== Information provided
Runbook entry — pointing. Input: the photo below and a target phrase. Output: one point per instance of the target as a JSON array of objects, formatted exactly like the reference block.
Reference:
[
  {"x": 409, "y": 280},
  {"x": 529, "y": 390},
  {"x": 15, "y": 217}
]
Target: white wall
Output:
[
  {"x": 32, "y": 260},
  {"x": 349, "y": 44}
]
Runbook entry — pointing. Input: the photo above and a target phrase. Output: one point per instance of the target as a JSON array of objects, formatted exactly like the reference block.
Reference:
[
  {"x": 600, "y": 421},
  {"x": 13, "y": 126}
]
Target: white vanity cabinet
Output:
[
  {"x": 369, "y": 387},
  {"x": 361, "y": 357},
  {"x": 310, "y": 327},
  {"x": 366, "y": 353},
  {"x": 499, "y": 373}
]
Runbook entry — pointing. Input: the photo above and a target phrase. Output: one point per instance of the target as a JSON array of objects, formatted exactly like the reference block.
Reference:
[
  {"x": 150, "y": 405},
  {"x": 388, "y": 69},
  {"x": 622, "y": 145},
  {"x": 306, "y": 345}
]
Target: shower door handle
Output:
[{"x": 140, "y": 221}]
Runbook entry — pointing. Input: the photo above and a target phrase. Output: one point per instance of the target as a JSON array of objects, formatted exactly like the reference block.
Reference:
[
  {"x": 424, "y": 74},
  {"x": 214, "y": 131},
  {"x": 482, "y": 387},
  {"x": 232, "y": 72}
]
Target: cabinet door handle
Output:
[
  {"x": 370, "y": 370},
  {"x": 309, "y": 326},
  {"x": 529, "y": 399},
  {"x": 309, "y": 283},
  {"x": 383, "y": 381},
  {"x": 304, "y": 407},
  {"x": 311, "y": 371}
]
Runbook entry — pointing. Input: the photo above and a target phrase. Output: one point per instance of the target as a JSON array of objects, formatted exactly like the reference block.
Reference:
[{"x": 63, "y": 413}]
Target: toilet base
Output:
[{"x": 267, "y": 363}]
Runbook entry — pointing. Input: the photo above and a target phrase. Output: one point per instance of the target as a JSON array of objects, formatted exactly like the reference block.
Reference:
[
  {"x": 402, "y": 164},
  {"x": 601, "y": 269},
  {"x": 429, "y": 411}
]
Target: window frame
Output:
====
Retype the material in full, character for character.

Runbook entry — pointing. Input: the photo below and a target phrase. Output: one point per instance of the target as a JSON array of objects, formatted exactly like the reference block.
Reference:
[
  {"x": 409, "y": 280},
  {"x": 529, "y": 390},
  {"x": 15, "y": 217}
]
Target: white wall
Output:
[
  {"x": 32, "y": 260},
  {"x": 349, "y": 44}
]
Runbook entry — pointing. Input: the photo above and a target phrase. Output: one point per instance of the target as a JSON array of objects, formatted exactly like the reference block.
Reference:
[
  {"x": 600, "y": 421},
  {"x": 13, "y": 126}
]
Target: white vanity cabinet
Output:
[
  {"x": 369, "y": 387},
  {"x": 361, "y": 357},
  {"x": 310, "y": 327},
  {"x": 366, "y": 353},
  {"x": 499, "y": 373}
]
Runbook entry — pointing. Input: the photo above and a target phrase. Output: one point per instance of the target as a JSON array of objects, formatted exactly like the reference block.
Reference:
[
  {"x": 150, "y": 405},
  {"x": 388, "y": 69},
  {"x": 622, "y": 145},
  {"x": 306, "y": 345}
]
Target: shower door handle
Output:
[{"x": 140, "y": 221}]
Runbook entry — pointing. Input: the photo above and a target phrase. Output: one point per instance of the target as a JSON array of objects, formatted exactly like the reference block.
Reference:
[
  {"x": 424, "y": 74},
  {"x": 214, "y": 131},
  {"x": 482, "y": 387},
  {"x": 232, "y": 72}
]
Target: cabinet door handle
Output:
[
  {"x": 370, "y": 370},
  {"x": 309, "y": 326},
  {"x": 529, "y": 399},
  {"x": 309, "y": 283},
  {"x": 383, "y": 381},
  {"x": 304, "y": 407},
  {"x": 311, "y": 371}
]
Runbook entry — pointing. Input: the photo above and a target phrase. Output: one point per instance of the target as a JSON array of objects, formatted exactly like the reference block.
Reference:
[{"x": 63, "y": 413}]
Target: toilet base
Output:
[{"x": 267, "y": 363}]
Runbook entry — pointing. Input: the photo above and a target phrase. Output: one point per instance of the target as a JSON array of objects, formatted exactly like the reference block.
Reference:
[
  {"x": 402, "y": 164},
  {"x": 601, "y": 269},
  {"x": 429, "y": 411}
]
Target: window frame
Output:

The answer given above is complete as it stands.